> GIVEN DATA:
--- Begin ---

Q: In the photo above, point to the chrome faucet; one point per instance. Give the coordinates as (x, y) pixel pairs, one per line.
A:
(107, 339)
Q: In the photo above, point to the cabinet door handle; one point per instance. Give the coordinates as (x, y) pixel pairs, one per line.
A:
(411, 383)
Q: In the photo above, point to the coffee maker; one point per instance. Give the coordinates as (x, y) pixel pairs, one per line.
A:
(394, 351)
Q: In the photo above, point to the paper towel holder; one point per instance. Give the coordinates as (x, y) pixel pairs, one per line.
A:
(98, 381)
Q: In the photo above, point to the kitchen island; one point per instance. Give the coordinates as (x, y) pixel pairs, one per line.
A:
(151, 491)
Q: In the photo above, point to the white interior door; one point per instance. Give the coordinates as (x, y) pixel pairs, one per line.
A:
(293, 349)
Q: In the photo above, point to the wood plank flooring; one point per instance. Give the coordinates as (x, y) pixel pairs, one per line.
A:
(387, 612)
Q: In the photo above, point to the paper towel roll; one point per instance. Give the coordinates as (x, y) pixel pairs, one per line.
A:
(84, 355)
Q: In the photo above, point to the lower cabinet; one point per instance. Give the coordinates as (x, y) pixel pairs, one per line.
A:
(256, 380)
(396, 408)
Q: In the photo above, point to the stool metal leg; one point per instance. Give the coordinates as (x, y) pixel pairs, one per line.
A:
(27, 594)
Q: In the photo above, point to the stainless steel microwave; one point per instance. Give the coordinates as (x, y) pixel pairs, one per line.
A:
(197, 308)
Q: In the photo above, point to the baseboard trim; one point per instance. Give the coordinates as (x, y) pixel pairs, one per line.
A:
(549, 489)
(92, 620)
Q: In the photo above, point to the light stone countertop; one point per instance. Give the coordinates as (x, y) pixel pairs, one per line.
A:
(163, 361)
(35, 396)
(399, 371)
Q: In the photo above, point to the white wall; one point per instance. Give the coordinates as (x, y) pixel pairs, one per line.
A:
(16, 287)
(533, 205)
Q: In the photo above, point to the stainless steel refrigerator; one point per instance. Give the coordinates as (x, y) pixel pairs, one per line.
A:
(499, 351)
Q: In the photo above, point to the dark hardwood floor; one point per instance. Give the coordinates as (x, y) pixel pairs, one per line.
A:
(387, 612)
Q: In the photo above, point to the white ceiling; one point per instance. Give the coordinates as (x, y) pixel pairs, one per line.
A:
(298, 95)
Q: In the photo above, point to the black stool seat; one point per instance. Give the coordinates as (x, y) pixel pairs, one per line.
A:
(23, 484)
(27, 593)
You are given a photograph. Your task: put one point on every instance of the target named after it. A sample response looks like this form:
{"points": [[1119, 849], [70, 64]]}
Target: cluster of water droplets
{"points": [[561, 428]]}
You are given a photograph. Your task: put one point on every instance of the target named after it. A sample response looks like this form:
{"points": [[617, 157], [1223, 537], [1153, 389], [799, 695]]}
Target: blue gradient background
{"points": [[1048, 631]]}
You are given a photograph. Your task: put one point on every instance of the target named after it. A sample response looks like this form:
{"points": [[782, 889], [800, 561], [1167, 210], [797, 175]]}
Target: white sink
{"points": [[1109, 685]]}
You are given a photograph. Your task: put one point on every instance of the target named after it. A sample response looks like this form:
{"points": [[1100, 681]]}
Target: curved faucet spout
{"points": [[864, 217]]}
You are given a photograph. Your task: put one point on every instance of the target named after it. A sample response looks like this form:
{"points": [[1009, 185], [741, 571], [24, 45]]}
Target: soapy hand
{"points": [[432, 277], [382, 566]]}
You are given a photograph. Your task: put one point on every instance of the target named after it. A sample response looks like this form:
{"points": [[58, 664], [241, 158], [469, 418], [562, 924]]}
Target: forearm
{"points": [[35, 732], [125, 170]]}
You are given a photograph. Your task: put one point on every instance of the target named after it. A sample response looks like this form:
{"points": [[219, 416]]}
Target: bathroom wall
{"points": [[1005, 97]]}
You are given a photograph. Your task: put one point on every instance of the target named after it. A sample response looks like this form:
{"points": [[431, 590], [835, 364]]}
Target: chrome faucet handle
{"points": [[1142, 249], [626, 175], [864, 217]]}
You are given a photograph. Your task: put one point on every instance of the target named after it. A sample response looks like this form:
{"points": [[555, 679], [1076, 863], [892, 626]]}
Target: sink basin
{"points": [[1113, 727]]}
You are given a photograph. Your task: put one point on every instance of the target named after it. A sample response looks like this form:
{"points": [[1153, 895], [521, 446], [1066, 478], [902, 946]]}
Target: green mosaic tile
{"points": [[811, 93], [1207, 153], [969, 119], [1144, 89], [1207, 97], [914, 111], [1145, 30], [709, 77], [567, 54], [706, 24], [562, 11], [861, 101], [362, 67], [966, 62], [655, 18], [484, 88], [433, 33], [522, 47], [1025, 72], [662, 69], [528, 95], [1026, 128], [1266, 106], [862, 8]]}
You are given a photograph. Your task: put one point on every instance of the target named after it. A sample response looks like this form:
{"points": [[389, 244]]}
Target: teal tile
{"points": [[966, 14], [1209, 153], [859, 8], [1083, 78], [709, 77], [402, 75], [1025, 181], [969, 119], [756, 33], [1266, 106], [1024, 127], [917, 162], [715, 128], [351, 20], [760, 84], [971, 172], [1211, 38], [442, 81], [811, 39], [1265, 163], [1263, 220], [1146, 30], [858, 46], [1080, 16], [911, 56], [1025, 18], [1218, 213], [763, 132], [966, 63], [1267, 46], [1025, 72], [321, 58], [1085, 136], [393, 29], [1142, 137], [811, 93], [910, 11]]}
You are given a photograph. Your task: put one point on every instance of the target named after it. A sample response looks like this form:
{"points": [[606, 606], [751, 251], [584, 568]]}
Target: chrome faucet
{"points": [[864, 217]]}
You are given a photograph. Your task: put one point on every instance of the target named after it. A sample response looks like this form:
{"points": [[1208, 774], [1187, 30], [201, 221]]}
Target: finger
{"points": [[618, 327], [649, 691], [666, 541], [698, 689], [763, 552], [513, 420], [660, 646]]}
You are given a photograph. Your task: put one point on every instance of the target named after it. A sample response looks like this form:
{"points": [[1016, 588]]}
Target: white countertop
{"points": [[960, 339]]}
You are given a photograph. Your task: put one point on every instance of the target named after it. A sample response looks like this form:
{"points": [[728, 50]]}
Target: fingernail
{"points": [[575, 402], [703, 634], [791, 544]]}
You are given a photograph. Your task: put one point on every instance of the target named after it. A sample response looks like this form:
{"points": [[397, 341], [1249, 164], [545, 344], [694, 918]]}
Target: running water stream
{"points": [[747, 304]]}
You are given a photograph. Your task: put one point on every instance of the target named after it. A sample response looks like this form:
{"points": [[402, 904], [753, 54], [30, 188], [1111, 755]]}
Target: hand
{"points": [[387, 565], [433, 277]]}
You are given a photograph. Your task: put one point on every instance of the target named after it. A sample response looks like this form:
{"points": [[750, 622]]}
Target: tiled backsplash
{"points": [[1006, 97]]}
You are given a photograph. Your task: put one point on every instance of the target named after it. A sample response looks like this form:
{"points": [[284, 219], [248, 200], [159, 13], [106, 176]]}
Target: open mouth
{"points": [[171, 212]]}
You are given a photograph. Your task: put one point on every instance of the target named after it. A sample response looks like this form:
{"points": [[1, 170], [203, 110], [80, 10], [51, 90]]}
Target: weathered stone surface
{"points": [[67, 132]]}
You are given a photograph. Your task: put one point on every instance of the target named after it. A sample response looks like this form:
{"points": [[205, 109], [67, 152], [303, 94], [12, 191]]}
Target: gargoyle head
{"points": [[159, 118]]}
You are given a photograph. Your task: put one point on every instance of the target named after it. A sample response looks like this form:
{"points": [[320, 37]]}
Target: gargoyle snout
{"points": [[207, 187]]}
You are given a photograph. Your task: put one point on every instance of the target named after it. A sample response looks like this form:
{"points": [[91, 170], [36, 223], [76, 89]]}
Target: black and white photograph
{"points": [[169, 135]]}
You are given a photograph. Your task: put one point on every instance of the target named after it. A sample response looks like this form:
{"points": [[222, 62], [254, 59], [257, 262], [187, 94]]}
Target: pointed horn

--- End ---

> WHAT IS NEEDED: Please tally the lines in the items above that contain the string "door", and reply with the number alone.

> WRITTEN RESPONSE: 2